DOCUMENT SOURCE:

L'anglais John Barratt visite la
France. En se baladant dans les rues du Mans, il croise son sosie. La
ressemblance entre les deux hommes est tellement extraordinaire qu'ils
passent ensemble une soirée bien arrosée. Le lendemain matin, Barratt se
réveille dégrisé dans une chambre d'hôtel, et s'aperçoit affolé qu'il a
été dépouillé de ses vêtements et de son identité. Il est devenu son
sosie : le Comte Jean de Gué. Son histoire est tellement invraisemblable
que personne ne veut y croire. Barratt se retrouve acculé à vivre la
vie d'un autre, une vie qui lui réserve quelques surprises...
Robert Hamer retrouvait Alec Guinness pour la quatrième fois avec The Scapegoat,
adaptation d'un roman de Daphné Du Maurier. On devine ce qui a pu
attirer le réalisateur et sa star dans le matériau original. Pour Alec
Guinness c'est l'occasion de se livrer à un nouvel exercice de
dédoublement entre le solitaire et humaniste John Barrat et séducteur et
égoïste Jean de Gué. Pour Robert Hamer il y a matière à scruter à la
manière de son Noblesse Oblige
(le cynisme en moins) la décadence de la haute société à travers cette
description d'une famille fort torturée de noble français. Le film pèche
par un vrai parti pris d'adaptation. Le roman de Daphné Du Maurier
plongeait une âme suicidaire au cœur d'une famille au penchant
autodestructeur et au lourd passé, et John Barrat reprenait gout à la
vie en endossant les responsabilités qui accablait son double car se
sentant enfin utile.

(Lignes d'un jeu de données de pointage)
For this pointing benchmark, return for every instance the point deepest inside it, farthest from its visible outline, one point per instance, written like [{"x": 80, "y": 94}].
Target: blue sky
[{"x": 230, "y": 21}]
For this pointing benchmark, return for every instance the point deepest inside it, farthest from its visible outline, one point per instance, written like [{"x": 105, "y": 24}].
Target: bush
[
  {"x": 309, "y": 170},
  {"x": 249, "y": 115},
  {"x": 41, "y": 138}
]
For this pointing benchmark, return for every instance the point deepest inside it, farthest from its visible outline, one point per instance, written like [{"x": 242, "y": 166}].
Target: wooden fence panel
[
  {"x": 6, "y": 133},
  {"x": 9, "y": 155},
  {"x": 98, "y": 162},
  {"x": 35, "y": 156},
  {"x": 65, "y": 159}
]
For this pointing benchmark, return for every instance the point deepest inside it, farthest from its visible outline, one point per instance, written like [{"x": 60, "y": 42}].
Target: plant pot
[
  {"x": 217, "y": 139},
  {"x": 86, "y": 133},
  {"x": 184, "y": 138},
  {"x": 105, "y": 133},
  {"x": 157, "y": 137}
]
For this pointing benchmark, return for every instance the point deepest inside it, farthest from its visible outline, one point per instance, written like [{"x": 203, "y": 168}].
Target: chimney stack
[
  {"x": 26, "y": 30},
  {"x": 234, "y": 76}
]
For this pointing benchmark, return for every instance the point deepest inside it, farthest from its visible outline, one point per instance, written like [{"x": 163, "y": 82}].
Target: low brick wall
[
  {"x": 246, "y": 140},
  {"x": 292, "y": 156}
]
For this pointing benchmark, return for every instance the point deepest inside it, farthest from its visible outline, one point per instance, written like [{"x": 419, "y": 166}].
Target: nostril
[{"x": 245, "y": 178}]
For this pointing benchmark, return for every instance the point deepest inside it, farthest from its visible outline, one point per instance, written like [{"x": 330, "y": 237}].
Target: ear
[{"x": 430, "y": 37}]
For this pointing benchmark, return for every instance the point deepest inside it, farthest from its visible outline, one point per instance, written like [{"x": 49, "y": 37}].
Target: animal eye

PROBLÈME POSÉ 1:
Répondez à ces questions d'après le texte sur The Scapegoat :
(a) Dans quelle ville Barratt rencontre-t-il son sosie ?
(b) Quel est le nom de ce sosie ?
(c) De quelle œuvre le film est-il une adaptation ?
PROBLÈME POSÉ 2: Rédigez la suite du texte sur The Scapegoat, en reprenant après sa dernière phrase.
Les items n'ont aucun lien avec le texte sur The Scapegoat.

RÉPONSE RÉDIGÉE 1:
(a) Au Mans.
(b) Le Comte Jean de Gué.
(c) D'un roman de Daphné Du Maurier.

RÉPONSE RÉDIGÉE 2:
Le roman était une vraie étude de caractères où le
vide intérieur du héros suicidaire se nourrissait des maux de sa famille d'adoption
pour renaître en les guérissant. Robert Hamer reprend cette idée dans
le film mais avec un acteur aussi charismatique qu'Alec Guinness (à
l'insistance de Daphné Du Maurier alors que la production envisageait
Cary Grant) la lumière est bien plus placée sur lui que sur le défilé de
névrosés que constituait la famille dans le roman. Les protagonistes
sont réduits ou simplifiés, Bette Davis en matriarche morphinomane et la
jeune et pétillante Annabel Bartlett s'imposent donc mais ce choix
simplifient la portée de certains rebondissements qui suivent fidèlement
le roman dont il aurait fallu mieux assumer de s'éloigner.
L'autre
déséquilibre est d'avoir greffé une tonalité de thriller absente du
livre et qui surgit sans trop d'explication au début et la fin du film.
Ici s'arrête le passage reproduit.